Excerpted text –
--- START ---

The Nasty Boy Chronicles – 3

Category: , , , , By Glamour Diva & galaxyMafia
I'm a Southern Girl
From way down South
Got a dirty way
'Cause I got a dirty mouth, dirty South
Southern Girl – Erykah Badu

That's right, pleased to meet u 

I still won't tell u my name 

Don't u believe in mystery? 

Don't u wanna play my game?
Nasty Girl – Vanity 6

Nas·ty |nastē|
adjective (-tier, -tiest)
Highly unpleasant, esp. to the senses; physically nauseating, repugnant to the mind; morally bad, Of a person or animal – behaving in an unpleasant or spiteful way, annoying or unwelcome, physically or mentally damaging or harmful.

--- END ---

Data entries –
--- START ---

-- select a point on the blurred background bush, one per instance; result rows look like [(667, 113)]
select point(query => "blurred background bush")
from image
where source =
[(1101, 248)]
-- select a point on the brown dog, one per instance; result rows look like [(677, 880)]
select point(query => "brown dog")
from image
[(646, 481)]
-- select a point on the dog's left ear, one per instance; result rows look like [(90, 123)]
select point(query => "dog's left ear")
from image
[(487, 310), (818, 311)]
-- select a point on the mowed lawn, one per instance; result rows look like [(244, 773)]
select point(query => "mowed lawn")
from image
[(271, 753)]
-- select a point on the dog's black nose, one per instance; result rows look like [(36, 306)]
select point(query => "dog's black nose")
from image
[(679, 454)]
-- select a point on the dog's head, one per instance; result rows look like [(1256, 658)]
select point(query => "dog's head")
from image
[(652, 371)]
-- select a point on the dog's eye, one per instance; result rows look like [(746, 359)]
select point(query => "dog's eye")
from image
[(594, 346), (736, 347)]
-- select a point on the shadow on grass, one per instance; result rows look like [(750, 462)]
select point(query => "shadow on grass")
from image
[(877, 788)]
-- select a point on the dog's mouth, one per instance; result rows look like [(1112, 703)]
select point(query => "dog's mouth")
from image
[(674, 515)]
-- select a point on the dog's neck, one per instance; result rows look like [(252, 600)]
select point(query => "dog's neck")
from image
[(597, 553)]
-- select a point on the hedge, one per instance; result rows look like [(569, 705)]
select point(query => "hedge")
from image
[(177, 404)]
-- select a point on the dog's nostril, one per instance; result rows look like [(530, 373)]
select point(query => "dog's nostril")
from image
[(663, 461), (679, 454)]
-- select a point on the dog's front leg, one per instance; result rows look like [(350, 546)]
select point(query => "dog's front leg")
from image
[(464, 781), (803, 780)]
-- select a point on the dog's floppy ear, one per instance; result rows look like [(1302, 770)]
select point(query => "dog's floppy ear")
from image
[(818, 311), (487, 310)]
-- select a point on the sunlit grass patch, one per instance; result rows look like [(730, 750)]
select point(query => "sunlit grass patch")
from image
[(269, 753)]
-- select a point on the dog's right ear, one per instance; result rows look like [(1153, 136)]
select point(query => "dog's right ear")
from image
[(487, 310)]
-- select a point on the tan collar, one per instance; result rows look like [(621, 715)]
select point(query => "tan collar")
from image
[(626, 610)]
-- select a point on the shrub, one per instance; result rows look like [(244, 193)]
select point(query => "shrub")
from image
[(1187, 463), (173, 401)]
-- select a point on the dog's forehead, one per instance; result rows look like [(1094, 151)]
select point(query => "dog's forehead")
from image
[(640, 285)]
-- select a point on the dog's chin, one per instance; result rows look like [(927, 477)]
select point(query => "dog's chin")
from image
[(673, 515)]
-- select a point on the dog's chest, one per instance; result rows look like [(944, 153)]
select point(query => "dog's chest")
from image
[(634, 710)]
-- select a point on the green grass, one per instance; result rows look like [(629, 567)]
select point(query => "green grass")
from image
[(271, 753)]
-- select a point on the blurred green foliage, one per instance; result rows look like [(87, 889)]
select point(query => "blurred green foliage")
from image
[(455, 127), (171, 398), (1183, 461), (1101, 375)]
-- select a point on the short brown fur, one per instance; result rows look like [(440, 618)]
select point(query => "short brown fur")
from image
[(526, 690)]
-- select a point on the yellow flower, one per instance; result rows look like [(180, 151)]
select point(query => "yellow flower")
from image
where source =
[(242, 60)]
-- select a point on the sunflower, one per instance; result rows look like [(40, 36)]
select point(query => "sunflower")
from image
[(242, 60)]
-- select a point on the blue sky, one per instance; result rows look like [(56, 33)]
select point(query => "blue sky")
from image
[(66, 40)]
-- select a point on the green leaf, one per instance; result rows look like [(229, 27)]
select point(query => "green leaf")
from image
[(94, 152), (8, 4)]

--- END ---

Task set –
1 - In the Nasty Boy Chronicles excerpt, which artist is credited with the song "Southern Girl"?
2 - From the Nasty Boy Chronicles excerpt, extract the passage between "Category: , , , , By" and "play my game?", inclusive.
The data stands apart from the Nasty Boy Chronicles excerpt.

In response –
1 - Erykah Badu

2 -
Category: , , , , By Glamour Diva & galaxyMafia
I'm a Southern Girl
From way down South
Got a dirty way
'Cause I got a dirty mouth, dirty South
Southern Girl – Erykah Badu

That's right, pleased to meet u 

I still won't tell u my name 

Don't u believe in mystery? 

Don't u wanna play my game?